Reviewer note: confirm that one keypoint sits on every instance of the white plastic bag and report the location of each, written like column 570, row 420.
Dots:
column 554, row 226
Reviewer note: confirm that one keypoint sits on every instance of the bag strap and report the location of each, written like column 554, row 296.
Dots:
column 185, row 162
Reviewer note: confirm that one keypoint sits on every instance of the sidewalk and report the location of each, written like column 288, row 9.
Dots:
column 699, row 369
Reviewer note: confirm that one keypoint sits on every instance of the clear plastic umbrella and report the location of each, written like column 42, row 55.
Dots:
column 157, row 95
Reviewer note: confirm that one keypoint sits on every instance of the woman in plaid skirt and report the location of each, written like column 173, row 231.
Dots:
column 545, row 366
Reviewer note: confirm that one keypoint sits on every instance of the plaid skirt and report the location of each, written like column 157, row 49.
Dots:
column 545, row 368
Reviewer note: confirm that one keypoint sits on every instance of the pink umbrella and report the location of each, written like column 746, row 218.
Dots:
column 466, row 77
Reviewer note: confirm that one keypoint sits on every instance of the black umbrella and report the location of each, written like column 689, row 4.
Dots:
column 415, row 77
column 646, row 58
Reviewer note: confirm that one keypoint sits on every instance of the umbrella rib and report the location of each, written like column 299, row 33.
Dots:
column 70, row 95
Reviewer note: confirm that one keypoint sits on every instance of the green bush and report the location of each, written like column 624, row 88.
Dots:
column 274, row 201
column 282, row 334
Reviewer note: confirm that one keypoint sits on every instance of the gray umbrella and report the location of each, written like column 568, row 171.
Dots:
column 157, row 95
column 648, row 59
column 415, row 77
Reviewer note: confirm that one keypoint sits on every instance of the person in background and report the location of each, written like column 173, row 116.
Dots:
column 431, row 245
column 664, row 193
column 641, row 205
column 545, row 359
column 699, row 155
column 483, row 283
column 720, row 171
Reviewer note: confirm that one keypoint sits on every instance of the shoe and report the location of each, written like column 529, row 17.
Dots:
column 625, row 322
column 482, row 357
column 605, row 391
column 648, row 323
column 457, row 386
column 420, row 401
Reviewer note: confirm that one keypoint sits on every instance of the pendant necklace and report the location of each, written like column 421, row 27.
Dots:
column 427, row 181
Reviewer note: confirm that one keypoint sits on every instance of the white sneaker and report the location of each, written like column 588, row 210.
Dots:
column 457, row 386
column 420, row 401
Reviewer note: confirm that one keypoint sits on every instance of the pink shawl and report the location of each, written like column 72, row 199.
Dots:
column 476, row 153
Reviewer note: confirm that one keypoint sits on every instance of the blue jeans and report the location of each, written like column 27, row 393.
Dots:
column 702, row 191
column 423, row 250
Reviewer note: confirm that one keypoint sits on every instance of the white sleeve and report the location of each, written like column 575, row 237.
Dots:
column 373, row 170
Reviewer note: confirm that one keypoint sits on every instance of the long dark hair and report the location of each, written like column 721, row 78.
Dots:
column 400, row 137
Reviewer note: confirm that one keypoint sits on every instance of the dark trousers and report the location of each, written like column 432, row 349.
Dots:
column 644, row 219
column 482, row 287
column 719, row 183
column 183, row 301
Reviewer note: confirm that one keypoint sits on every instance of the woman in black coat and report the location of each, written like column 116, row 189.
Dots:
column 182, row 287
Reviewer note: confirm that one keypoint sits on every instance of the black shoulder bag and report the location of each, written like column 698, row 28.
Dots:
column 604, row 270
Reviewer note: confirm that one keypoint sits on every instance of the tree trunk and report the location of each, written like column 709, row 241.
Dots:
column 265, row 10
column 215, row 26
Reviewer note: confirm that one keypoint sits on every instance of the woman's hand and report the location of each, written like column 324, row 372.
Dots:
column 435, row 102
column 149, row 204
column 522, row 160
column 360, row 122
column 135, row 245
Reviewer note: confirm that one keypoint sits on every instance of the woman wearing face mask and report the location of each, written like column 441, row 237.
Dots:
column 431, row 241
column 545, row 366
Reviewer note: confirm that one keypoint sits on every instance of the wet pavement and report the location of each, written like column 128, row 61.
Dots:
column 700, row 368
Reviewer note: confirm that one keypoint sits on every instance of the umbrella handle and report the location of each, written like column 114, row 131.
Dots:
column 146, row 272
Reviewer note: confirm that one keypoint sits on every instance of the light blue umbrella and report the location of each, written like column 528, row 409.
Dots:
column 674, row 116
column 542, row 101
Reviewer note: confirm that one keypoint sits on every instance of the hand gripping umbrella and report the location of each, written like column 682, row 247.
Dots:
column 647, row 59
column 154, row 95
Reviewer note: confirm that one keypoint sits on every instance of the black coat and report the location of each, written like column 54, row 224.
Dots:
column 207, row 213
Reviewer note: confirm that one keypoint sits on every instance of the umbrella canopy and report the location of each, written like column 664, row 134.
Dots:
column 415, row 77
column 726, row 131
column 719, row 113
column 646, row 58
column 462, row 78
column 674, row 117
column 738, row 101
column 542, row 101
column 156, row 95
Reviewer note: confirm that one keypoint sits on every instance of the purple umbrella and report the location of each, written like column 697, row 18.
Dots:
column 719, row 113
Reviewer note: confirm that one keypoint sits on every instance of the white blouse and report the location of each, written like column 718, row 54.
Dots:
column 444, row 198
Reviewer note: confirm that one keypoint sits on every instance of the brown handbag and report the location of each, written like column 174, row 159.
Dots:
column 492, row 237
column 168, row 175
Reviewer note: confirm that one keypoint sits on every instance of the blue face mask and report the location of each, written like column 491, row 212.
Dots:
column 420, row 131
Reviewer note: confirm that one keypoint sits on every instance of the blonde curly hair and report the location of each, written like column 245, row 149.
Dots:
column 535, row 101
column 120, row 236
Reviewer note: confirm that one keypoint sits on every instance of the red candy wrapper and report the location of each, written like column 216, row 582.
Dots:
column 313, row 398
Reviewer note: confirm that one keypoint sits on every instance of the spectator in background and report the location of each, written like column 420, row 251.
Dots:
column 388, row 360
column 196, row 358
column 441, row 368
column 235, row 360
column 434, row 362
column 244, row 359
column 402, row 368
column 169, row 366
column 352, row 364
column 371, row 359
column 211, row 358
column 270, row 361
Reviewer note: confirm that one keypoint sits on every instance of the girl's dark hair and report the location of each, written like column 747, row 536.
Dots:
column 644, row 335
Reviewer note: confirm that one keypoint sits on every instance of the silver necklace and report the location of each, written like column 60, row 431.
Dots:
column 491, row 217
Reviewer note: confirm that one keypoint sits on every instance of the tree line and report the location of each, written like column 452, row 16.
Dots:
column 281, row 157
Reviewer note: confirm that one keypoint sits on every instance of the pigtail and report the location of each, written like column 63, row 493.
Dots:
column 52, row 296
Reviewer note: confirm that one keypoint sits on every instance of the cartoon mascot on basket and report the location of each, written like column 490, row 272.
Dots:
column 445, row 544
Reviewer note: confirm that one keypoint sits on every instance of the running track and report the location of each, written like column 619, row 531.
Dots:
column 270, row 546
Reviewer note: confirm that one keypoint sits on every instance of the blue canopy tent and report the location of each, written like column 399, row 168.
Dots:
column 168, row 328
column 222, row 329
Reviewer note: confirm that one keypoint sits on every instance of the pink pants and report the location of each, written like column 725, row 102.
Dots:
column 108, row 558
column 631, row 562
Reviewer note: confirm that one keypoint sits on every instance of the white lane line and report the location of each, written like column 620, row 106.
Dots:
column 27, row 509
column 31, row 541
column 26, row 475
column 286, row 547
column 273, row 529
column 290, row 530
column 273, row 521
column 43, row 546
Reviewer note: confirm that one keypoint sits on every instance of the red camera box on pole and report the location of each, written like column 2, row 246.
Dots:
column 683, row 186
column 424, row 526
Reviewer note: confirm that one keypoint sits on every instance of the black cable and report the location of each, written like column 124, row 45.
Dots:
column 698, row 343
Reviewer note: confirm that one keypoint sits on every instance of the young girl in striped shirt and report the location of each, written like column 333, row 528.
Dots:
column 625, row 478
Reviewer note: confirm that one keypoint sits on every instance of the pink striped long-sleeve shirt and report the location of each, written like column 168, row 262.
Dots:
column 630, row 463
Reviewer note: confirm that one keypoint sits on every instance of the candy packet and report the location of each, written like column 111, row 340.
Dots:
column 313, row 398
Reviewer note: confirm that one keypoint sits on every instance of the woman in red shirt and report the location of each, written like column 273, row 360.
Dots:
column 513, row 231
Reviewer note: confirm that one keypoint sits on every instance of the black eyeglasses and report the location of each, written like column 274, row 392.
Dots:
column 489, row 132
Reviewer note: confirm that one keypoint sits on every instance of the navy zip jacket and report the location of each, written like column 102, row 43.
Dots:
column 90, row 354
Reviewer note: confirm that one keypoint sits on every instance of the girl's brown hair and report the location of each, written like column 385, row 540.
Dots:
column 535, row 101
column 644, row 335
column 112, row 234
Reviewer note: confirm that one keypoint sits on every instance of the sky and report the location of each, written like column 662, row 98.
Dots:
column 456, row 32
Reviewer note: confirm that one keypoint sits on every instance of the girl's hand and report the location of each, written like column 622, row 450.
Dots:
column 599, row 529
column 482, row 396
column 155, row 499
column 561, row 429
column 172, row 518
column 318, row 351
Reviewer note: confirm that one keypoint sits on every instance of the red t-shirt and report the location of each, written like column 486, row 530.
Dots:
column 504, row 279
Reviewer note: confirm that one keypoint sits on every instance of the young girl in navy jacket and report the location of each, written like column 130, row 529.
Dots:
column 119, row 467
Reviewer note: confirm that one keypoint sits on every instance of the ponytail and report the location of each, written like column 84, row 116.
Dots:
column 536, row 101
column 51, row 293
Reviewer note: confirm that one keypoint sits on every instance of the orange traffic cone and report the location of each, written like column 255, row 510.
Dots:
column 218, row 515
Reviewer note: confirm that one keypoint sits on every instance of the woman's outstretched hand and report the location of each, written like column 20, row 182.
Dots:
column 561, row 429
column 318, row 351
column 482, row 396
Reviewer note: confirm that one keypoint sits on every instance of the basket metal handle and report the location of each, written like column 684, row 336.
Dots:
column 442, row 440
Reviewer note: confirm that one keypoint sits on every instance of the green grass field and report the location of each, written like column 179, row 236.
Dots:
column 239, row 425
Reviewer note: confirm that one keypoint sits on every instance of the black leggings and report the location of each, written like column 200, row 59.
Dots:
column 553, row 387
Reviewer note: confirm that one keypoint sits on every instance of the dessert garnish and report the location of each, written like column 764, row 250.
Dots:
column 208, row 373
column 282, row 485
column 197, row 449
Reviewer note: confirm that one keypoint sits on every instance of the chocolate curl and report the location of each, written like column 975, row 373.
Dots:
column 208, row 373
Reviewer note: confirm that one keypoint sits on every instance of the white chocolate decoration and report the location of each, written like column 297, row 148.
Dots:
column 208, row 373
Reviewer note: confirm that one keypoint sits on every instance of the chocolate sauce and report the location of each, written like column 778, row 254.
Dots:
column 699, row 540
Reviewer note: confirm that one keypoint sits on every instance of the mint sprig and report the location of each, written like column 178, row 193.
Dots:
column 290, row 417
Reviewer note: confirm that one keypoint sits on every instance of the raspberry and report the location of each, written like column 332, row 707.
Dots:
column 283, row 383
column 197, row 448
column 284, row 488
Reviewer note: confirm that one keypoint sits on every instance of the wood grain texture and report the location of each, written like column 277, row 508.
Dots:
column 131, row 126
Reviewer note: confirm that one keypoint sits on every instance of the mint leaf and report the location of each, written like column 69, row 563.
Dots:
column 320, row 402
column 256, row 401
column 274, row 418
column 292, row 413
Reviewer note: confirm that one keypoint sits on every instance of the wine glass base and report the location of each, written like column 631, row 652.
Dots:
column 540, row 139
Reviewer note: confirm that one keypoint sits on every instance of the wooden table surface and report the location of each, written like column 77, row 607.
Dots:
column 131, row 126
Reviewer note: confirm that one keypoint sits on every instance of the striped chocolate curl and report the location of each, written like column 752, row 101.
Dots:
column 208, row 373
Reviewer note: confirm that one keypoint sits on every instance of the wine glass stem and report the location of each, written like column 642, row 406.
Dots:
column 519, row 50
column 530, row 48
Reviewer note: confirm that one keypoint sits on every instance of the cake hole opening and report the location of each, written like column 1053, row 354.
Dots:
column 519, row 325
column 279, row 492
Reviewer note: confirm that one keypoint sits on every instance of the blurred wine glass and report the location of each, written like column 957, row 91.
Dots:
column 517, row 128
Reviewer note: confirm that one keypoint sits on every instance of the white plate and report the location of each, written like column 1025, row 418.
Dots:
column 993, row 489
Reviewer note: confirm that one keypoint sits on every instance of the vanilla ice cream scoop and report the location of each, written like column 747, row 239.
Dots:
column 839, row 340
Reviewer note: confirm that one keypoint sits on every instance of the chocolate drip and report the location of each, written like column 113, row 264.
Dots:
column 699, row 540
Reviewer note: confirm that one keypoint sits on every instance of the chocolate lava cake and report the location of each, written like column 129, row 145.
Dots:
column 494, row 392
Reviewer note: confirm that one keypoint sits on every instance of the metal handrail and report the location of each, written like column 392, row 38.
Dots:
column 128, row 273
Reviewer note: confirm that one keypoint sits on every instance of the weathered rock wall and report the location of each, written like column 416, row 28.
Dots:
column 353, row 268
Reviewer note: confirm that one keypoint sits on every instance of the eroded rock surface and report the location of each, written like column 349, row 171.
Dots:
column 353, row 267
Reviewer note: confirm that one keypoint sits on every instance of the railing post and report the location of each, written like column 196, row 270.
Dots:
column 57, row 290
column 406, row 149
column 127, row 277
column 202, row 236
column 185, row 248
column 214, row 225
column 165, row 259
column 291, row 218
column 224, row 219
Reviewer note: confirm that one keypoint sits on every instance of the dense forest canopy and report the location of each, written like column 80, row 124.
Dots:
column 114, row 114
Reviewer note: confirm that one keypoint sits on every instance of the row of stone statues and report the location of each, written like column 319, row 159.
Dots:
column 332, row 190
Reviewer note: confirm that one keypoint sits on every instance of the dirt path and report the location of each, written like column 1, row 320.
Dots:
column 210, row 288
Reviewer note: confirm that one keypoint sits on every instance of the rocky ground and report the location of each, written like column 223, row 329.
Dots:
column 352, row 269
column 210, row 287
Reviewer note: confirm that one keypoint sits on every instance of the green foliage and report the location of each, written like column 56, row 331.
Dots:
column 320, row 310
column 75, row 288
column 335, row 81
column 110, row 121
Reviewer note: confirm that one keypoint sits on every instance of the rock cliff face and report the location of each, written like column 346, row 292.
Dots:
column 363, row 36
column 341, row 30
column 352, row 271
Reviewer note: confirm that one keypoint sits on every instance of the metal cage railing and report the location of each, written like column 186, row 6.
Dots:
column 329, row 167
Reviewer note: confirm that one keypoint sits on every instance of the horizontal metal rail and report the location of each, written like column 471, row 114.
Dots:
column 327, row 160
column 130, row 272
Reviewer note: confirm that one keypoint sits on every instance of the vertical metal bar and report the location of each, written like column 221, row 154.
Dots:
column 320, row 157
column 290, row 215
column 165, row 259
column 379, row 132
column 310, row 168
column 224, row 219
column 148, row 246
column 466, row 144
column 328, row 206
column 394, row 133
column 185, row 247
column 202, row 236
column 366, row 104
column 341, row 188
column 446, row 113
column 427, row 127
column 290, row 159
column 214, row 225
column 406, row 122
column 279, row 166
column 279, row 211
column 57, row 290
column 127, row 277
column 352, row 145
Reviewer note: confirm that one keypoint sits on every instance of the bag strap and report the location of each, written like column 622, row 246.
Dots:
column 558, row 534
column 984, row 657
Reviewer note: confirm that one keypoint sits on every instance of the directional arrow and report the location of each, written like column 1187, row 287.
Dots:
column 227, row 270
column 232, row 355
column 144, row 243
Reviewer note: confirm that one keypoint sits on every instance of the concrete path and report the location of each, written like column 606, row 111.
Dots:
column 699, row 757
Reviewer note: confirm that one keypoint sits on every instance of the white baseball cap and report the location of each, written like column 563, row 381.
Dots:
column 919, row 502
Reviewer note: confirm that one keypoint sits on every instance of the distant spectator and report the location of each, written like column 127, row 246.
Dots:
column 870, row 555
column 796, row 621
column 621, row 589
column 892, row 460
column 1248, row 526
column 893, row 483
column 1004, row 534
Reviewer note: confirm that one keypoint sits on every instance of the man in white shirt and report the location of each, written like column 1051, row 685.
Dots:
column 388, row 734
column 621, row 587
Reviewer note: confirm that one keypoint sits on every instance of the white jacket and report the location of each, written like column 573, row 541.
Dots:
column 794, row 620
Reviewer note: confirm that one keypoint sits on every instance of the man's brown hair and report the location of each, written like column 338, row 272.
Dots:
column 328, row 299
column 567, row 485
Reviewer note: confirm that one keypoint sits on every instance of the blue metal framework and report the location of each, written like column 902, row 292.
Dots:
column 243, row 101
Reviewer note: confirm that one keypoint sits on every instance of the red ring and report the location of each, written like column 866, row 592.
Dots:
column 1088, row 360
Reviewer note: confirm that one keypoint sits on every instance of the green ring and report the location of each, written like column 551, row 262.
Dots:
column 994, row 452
════════════════
About this exercise
Display each line of the data where "railing" occurs.

Finished exercise
Reviewer note: confirm that one keypoint sits on every instance of the railing post and report the location of each, written like column 196, row 270.
Reviewer note: confirm that one keypoint sits on every instance of the metal cage railing and report the location of each, written like column 186, row 6.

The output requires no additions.